(WORK TO DO):
Write out this listing again, switching each "exterior ring" to "outer ring" and leaving everything else unchanged.

START MATERIAL

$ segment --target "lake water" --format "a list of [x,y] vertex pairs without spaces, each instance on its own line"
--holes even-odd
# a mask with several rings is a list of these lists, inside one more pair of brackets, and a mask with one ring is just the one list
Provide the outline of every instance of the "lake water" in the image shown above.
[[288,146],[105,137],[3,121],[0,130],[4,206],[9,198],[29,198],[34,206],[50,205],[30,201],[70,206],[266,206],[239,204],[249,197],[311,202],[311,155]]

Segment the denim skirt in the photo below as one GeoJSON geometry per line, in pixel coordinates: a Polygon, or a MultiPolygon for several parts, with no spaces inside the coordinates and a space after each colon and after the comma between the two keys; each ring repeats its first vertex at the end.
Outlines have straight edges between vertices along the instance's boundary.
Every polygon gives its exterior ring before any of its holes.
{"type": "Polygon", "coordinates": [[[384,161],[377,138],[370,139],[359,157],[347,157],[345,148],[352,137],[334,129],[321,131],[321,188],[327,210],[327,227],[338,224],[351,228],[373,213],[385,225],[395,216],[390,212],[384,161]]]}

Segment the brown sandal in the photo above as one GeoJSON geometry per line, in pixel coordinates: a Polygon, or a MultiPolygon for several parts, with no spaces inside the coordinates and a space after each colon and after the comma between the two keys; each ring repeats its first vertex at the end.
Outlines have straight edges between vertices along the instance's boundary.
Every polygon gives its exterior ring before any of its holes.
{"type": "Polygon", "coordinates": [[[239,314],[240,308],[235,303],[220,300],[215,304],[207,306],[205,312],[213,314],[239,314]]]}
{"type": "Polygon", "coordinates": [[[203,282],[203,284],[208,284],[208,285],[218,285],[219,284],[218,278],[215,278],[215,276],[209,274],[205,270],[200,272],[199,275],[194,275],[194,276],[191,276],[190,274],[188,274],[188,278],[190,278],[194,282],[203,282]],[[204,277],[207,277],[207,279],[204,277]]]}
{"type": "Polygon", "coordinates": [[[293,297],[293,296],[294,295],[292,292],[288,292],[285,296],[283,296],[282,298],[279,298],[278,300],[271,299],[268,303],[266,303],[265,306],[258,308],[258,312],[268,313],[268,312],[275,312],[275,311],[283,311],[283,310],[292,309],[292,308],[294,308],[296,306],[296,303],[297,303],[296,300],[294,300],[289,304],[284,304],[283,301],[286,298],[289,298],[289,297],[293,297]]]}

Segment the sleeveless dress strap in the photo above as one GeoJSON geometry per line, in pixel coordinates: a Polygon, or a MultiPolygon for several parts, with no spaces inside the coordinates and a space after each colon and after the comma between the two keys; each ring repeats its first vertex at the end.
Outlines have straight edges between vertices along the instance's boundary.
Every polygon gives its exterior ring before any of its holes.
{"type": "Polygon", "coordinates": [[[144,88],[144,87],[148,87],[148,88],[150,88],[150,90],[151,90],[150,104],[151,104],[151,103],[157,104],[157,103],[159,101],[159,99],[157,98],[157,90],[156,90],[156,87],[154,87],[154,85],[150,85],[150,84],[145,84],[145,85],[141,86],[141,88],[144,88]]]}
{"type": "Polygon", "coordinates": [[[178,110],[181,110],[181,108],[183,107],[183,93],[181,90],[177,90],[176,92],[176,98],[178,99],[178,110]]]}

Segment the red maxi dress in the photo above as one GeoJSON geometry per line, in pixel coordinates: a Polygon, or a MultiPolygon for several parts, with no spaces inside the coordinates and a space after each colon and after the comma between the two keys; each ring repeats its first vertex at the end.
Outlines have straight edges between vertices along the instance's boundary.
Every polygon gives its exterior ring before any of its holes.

END MATERIAL

(WRITTEN ANSWER):
$ segment --target "lake water" --format "a list of [x,y] vertex pairs without spaces, each instance on its own line"
--holes even-odd
# a mask with several rings is a list of these lists, inside one more pair of brackets, and a mask with one ring is just the one list
Provide the outline of every instance of the "lake water" in the image shown above.
[[288,146],[105,137],[3,121],[0,130],[4,206],[9,198],[29,198],[34,206],[50,205],[30,201],[70,206],[266,206],[239,204],[249,197],[311,202],[311,155]]

Segment the denim skirt in the photo below as one GeoJSON geometry per line, in pixel coordinates: a Polygon, or a MultiPolygon for several parts, with no spaces inside the coordinates and a space after each colon and after the comma between the two keys; each ring repeats its first vertex at the end.
Outlines have straight edges between vertices along the instance's boundary.
Every polygon gives its outer ring before any of its holes.
{"type": "Polygon", "coordinates": [[[384,161],[377,138],[370,139],[359,157],[347,157],[345,148],[352,137],[334,129],[321,131],[321,188],[327,210],[327,227],[338,224],[351,228],[373,213],[385,225],[395,216],[390,212],[384,161]]]}

Segment the brown sandal in the photo above as one GeoJSON geometry per line, in pixel coordinates: a Polygon, or a MultiPolygon for several parts, with no spaces inside the coordinates and a space after each colon and after the comma between the two keys; each ring repeats its first vertex at the end.
Outlines have straight edges between vertices along the instance's boundary.
Every polygon gives its outer ring before any of its holes.
{"type": "Polygon", "coordinates": [[[239,314],[240,308],[235,303],[220,300],[215,304],[207,306],[205,312],[213,314],[239,314]]]}
{"type": "Polygon", "coordinates": [[[203,282],[203,284],[208,284],[208,285],[218,285],[219,284],[218,278],[215,278],[215,276],[209,274],[205,270],[200,272],[199,275],[194,275],[194,276],[191,276],[190,274],[188,274],[188,278],[190,278],[194,282],[203,282]],[[204,277],[207,277],[207,279],[204,277]]]}
{"type": "Polygon", "coordinates": [[[293,297],[293,296],[294,295],[292,292],[288,292],[285,296],[283,296],[282,298],[279,298],[278,300],[271,299],[268,303],[266,303],[265,306],[258,308],[258,312],[268,313],[268,312],[275,312],[275,311],[283,311],[283,310],[292,309],[292,308],[294,308],[296,306],[296,303],[297,303],[296,300],[294,300],[289,304],[284,304],[283,301],[286,298],[289,298],[289,297],[293,297]]]}

Segment the sleeveless dress strap in the photo above as one GeoJSON geometry per line, in pixel coordinates: a Polygon, or a MultiPolygon for several parts, with no spaces inside the coordinates and a space after each colon and after the comma between the two keys; each ring repeats its first vertex at the end.
Outlines have straight edges between vertices along the instance's boundary.
Every polygon gives its outer ring before any of its holes.
{"type": "Polygon", "coordinates": [[[144,88],[144,87],[148,87],[148,88],[150,88],[150,90],[151,90],[150,104],[151,104],[151,103],[157,104],[157,103],[159,101],[159,99],[157,98],[157,90],[156,90],[156,87],[154,87],[154,85],[150,85],[150,84],[145,84],[145,85],[141,86],[141,88],[144,88]]]}
{"type": "Polygon", "coordinates": [[[178,110],[181,110],[181,108],[183,107],[183,93],[181,90],[177,90],[176,92],[176,98],[178,99],[178,110]]]}

Segment the red maxi dress in the photo above as one GeoJSON geometry per line, in pixel coordinates: a Polygon, or a MultiPolygon for several parts, with no spaces inside the coordinates and a space after each colon and after the comma between the two keys; each ring repeats its first vertex at the end.
Outlines have straight edges between vertices along the instance's boundary.
Every polygon gives its outer ring before any of its holes.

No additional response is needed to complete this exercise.